Passage shown:

Save the Bees: Sunflower Pollen Could Boost Insects' Health

Over the past decade, scientists have been grappling with the worrying decline of bee populations. Sunflower plants could provide a solution, according to a study.

The pollen in the bright yellow flowering plants is thought to prevent bumble bees from being infected by a pathogen known as crithidia bombi, and protect the European honeybee from nosema ceranae, both of which are believed to play a role in tumbling bee numbers.

The study was published in the Nature-affiliated journal Scientific Reports as experts try to save bees and their crucial role in pollination, in turn protecting plant biodiversity and food crops around the world.

What a bee eats can aid its immune system, and bees largely get their fats and protein from pollen, with each flower providing different amounts. Sunflowers could therefore be a relatively easy and natural way to boost bees' health, the authors believe.

Work required: According to the article about sunflower pollen and bees, in which journal was the study published? Rely only on the article about sunflower pollen and bees.

Data records:
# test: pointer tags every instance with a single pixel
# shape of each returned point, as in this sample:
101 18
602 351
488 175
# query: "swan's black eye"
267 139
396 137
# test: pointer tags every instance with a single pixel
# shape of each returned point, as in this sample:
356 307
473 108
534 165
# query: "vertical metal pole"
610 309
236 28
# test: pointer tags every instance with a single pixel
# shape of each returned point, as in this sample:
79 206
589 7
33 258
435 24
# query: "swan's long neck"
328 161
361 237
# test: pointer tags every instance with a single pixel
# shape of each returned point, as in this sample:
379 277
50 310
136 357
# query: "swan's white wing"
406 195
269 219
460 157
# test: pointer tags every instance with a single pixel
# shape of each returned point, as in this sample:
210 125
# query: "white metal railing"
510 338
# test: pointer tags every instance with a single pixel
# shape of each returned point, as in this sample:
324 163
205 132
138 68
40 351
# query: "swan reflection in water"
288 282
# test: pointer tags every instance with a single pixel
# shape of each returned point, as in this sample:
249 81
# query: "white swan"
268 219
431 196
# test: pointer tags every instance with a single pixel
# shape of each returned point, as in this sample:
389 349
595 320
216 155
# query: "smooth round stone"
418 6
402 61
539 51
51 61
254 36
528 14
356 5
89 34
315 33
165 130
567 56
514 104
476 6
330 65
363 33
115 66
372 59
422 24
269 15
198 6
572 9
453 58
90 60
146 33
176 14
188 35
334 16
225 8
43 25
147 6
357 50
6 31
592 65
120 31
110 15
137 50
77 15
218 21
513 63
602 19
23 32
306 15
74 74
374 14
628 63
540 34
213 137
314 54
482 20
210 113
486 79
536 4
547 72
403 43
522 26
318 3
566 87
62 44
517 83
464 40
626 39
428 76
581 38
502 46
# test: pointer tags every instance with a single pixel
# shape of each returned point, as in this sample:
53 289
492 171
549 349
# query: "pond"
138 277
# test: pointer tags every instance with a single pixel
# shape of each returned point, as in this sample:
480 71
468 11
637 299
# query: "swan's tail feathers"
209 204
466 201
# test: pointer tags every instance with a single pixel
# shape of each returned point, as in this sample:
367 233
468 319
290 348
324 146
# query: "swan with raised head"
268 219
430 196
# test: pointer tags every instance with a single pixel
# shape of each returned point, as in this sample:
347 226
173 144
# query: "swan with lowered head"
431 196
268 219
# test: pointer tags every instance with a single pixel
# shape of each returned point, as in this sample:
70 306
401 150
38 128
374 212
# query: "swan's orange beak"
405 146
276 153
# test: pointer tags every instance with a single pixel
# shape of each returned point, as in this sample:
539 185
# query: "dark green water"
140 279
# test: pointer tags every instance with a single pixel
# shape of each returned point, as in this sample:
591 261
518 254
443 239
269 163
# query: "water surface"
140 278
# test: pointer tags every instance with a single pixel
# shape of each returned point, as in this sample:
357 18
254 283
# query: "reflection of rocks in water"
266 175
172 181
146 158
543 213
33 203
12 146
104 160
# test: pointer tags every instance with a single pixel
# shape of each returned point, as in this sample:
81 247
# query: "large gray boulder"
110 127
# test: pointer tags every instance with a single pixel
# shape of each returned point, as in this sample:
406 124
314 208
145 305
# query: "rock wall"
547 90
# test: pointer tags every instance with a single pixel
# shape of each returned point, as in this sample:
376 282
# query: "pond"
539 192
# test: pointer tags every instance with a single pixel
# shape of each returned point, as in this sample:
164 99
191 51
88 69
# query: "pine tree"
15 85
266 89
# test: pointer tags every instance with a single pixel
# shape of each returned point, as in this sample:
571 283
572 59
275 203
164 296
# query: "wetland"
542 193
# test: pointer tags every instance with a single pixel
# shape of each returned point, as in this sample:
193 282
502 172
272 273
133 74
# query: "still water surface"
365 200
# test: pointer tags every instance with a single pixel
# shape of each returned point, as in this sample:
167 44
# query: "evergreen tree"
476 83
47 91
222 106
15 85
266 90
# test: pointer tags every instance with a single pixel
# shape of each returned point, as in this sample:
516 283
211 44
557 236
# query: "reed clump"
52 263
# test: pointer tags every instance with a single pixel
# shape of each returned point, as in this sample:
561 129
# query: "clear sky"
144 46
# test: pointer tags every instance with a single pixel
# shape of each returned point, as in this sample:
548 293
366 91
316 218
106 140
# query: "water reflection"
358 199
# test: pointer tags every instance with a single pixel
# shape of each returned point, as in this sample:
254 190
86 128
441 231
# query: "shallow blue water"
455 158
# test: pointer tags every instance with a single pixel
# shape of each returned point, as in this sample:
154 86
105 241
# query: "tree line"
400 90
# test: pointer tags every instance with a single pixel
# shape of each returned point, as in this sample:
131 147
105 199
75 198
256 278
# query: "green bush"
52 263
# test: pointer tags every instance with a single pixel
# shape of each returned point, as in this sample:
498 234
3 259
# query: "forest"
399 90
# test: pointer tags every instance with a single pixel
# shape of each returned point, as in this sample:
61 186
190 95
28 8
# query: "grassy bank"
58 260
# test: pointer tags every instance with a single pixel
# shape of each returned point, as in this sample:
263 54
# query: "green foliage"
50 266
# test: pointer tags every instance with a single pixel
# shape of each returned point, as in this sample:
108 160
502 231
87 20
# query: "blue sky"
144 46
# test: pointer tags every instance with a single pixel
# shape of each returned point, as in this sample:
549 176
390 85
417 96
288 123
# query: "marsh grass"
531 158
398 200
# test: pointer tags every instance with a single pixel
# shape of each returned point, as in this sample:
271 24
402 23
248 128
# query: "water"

Expected answer: Scientific Reports, a Nature-affiliated journal.